[Passage to read]
5 Ways to Stay Sane When Your Boss Is Insane

Chances are you've worked with one or know someone who has.

They can be vicious and vindictive, erratic and unorthodox, scatterbrained and dysfunctional.

Insane bosses can drive their workers crazy.

“I’ve had a number of patients where working for difficult employers is at least part of the overall stress in their lives,” said Dr. Keith Ablow, a psychiatrist and FOX News contributor.

But there are ways to handle bad bosses.

Ablow offers five ways to stay sane when your boss isn't:

1.) Do some soul-searching. Maybe the problem is you. It’s easy to blame the source of your stress on your employer, but sometimes the problem lies within.

“I tell my patients to do a lot of soul-searching to make sure the boss or the situation at work isn’t replicating or dredging up old feelings that come from another place or another person,” Ablow said.

For example, if you’ve had more than one job where you’ve felt as though your boss has had unreasonable expectations, maybe the feelings are coming from someplace else.

“With one of my patients, we traced it back to home and unreasonable expectations of parents,” Ablow said. “So you have to make sure you’re really talking about a person who objects to a real situation at work and not something deeper.”

2.) Communicate better. Regardless of whether the stressful situation is real or transference from another part of your life, you will have to learn to manage your interactions with your boss.

Ablow suggests better communication.

“It’s OK if one needs to tell their boss, “I would love to have this project all reworked by tomorrow and I will make every attempt to do that, but this might be an unreasonable task given that we spent three weeks working on the first draft,’” he said.

Also try to learn from your boss.

“This is the person that is running the company and there’s a reason for that,” Ablow said. “It’s easy to get into the trap of discounting the talents of your boss because of the turmoil a difficult boss can create. But, very often, there’s a good reason for them to be in the chair he or she occupies.”
[/Passage to read]
(Task set):
- a) In the article on coping with an insane boss, what is Keith Ablow's profession?
- b) List every adjective the article on insane bosses uses, in its opening lines, to describe such bosses.
- c) Continue the article about staying sane under an insane boss from where it stops.
[Available data]
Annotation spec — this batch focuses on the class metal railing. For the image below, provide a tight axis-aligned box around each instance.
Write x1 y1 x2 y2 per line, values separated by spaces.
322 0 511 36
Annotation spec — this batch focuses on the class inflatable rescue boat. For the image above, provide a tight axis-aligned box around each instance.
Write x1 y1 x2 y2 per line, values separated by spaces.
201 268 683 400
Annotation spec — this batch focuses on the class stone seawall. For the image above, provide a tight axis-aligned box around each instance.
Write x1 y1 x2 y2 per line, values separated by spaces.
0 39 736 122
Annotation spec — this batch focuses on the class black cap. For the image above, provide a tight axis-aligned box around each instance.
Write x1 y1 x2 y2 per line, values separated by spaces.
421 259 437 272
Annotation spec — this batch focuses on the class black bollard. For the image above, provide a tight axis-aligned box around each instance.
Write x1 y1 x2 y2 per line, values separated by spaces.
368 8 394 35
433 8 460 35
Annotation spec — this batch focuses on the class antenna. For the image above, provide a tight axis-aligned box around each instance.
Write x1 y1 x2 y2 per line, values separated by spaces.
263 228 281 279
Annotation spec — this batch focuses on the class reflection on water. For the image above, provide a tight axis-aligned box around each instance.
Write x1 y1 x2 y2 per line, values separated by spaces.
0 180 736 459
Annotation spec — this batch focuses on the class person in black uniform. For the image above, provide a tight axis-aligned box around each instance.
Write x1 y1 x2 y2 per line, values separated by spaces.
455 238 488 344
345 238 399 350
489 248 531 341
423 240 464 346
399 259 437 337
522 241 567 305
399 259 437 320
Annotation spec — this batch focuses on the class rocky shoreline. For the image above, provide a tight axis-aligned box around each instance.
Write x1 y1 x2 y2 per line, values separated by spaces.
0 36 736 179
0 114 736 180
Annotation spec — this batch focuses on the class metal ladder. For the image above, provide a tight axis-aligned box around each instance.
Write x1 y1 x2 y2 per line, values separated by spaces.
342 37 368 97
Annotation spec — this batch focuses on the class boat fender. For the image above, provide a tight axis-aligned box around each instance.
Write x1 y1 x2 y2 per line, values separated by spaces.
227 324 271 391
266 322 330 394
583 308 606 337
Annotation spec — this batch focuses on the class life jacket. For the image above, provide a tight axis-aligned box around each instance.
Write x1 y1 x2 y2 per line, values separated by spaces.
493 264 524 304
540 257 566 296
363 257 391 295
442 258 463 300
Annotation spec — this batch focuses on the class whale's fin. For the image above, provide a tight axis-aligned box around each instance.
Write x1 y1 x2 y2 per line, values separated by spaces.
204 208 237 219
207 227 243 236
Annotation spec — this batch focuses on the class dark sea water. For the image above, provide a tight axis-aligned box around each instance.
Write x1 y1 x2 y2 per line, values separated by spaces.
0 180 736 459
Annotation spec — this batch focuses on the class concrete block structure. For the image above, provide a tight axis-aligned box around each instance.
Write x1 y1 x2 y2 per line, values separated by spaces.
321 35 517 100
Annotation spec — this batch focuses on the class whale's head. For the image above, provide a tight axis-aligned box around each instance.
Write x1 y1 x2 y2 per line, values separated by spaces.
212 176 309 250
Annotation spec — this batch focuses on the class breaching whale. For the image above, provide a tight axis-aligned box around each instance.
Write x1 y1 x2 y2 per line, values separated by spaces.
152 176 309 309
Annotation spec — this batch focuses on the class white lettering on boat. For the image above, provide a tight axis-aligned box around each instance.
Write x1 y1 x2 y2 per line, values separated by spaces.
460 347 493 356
[/Available data]
(Responses to the tasks):
- a) He is a psychiatrist.

- b) vicious, vindictive, erratic, unorthodox, scatterbrained, dysfunctional

- c)
3.) Compartmentalize the relationship. Acknowledging and expecting a difficult relationship with your boss can actually be helpful, Ablow said.

“It’s OK to know that: 1. a difficult interaction will occur, 2. you’re not in a position to effectively change it, 3. it’s not your job to be your boss’ therapist, and 4. to set up boundaries so that you’re not dragged into your employer’s bad habits and unreasonable expectations,” he said.

Ablow suggested talking with other employees to gauge how they handle difficult interactions with the boss.

“When asking about the best way to handle it when she changes everything at the last minute, someone might tell you that she doesn’t really expect you to turn it around as quickly as she’s communicating and if you’re staying up all night to do that, don’t.”

4.) Talk to your boss. It’s often OK to let your boss know the conditions that help you work optimally, Ablow said.

“Say something like, ‘If I can get a little more notice next time, I know I’ll be able to get 200 percent more work done,’” he said. “Or something like, ‘I know how disappointing it is when projects don’t come through, but, when you yell at me, it makes it harder to get everything I need done, which is what I want to do.’”

5.) Know when it’s time to talk to someone else or to move on. When worse comes to worst, you may want to speak with your boss’ supervisor or someone in human resources.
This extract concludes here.